**GOAL OF THE EXERCISE:**
Check the listing below line by line and report how many lines hold "colon", with no other words.

**DATASET RECORDS:**
§

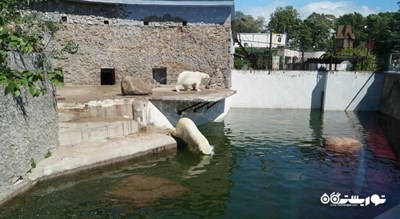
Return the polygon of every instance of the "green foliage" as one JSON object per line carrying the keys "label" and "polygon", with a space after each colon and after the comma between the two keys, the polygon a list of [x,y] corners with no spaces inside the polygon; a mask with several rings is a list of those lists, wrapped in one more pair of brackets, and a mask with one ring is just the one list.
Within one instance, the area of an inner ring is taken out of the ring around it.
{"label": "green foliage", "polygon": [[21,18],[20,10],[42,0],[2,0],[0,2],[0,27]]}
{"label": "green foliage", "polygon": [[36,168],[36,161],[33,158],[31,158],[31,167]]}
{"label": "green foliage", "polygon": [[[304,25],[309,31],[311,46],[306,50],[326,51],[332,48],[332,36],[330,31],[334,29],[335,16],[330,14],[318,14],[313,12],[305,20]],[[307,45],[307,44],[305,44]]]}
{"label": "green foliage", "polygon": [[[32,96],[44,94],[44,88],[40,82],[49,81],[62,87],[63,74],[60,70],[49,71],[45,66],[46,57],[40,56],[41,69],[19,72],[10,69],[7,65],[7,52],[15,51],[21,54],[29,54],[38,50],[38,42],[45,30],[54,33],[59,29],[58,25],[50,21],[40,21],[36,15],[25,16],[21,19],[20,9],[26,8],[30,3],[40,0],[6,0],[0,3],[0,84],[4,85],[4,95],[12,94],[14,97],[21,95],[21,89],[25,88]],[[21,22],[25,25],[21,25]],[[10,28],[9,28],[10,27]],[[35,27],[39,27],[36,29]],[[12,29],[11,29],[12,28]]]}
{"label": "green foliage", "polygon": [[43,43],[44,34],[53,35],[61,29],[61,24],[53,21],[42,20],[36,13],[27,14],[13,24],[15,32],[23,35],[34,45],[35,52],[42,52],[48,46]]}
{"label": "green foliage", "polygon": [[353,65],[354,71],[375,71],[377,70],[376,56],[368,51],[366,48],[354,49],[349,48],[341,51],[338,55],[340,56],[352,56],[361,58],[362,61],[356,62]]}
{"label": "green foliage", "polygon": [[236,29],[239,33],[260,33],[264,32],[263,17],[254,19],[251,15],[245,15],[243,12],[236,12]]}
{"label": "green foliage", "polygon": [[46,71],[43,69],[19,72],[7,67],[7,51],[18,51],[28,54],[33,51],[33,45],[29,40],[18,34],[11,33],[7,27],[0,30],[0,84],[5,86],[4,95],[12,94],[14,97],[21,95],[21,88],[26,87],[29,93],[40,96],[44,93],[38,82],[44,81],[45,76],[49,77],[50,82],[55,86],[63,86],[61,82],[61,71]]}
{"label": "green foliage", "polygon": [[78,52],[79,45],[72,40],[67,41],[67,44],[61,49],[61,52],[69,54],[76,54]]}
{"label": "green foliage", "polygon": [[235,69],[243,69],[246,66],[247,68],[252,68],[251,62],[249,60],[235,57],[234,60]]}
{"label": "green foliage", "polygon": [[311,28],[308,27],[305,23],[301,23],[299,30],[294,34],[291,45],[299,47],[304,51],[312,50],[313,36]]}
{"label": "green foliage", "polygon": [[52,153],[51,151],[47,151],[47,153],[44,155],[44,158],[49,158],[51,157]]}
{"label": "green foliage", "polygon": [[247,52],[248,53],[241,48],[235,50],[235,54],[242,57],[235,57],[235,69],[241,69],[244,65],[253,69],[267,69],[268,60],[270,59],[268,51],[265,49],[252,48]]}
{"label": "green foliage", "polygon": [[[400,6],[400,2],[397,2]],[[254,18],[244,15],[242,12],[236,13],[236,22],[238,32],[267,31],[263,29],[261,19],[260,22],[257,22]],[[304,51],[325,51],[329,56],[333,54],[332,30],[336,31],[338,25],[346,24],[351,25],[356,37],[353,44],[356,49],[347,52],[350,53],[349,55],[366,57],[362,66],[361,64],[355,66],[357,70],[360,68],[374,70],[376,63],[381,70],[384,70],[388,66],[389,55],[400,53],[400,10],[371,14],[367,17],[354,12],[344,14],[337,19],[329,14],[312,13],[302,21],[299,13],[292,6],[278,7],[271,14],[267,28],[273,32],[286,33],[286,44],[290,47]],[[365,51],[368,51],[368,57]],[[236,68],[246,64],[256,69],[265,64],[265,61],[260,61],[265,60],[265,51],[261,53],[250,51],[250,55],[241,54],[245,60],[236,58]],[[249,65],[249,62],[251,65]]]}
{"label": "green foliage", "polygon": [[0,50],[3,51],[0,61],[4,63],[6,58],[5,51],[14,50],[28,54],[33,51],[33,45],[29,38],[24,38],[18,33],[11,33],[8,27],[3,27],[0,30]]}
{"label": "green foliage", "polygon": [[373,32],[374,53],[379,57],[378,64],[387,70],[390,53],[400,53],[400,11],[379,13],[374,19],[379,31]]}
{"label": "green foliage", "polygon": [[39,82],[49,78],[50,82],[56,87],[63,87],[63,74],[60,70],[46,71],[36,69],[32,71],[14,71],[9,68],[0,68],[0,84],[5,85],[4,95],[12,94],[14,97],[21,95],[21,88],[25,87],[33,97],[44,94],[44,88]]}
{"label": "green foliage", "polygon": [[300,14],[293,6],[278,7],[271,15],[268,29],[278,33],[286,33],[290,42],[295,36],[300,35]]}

§

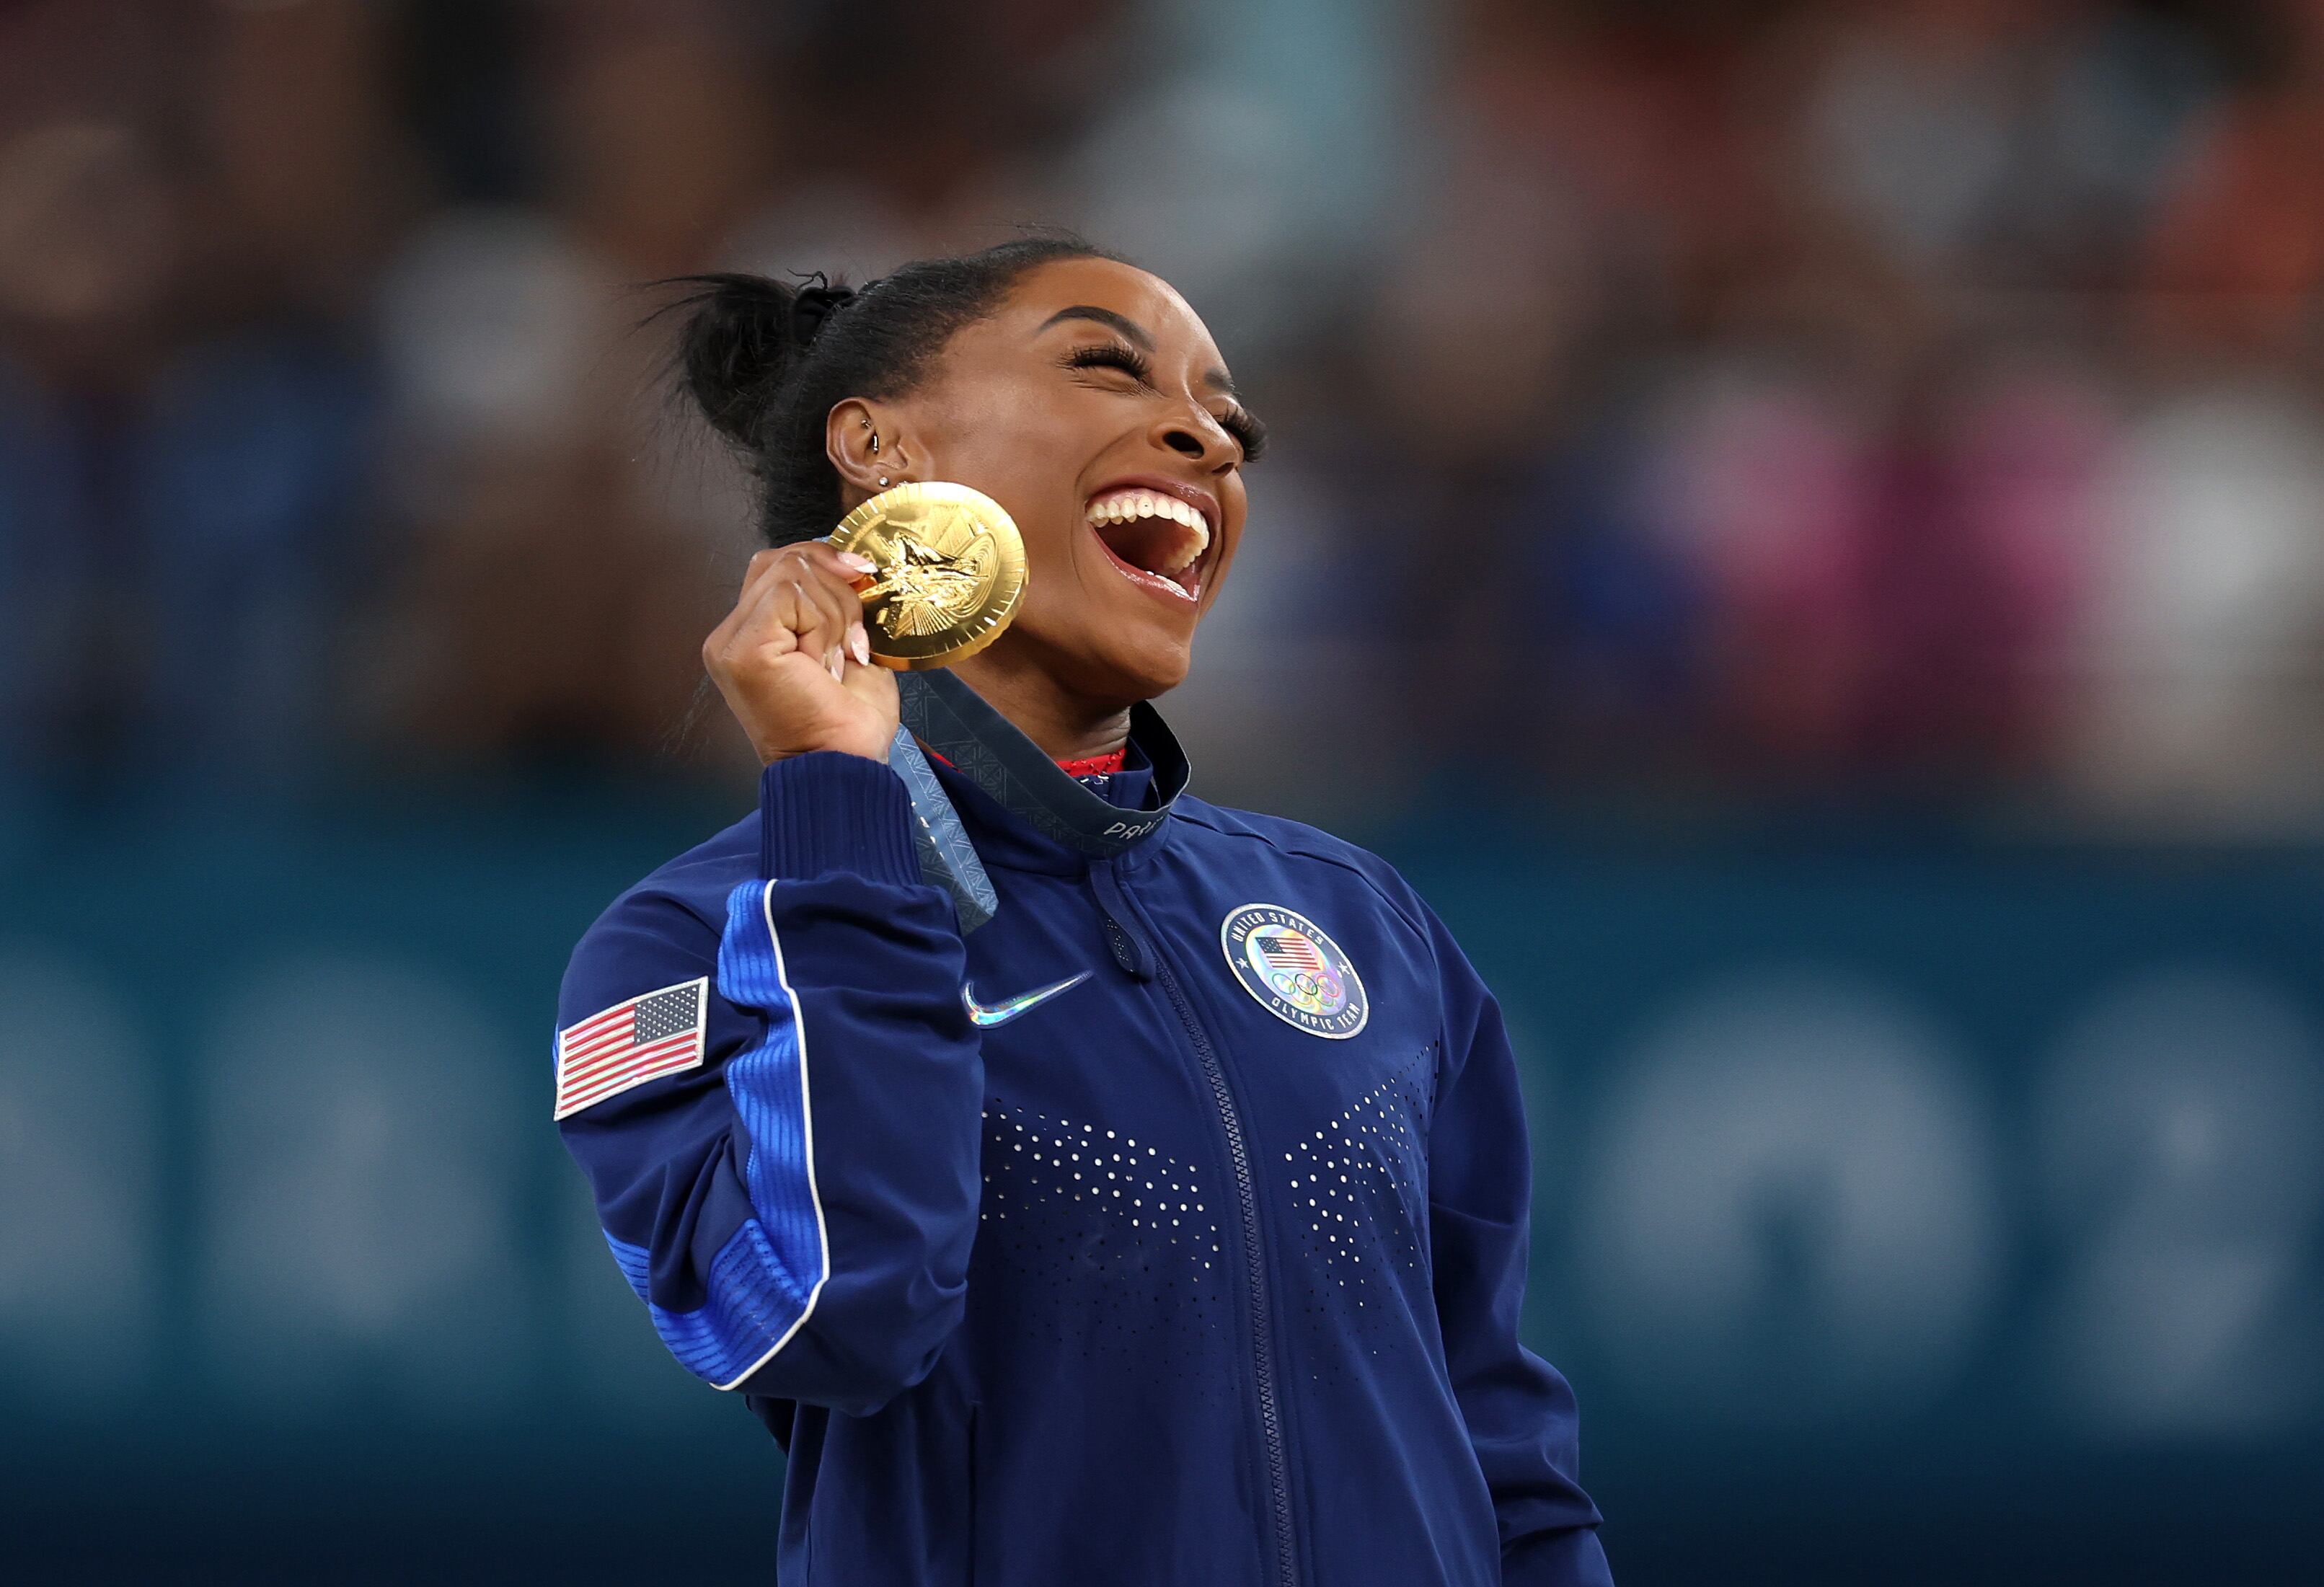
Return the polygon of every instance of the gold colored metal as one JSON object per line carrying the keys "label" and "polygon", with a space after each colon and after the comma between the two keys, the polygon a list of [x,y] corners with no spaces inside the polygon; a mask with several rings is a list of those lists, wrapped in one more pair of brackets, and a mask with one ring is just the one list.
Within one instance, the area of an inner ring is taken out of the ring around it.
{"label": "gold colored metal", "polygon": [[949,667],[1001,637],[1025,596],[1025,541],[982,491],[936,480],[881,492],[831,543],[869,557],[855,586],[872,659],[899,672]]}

§

**THE COMPLETED TASK:**
2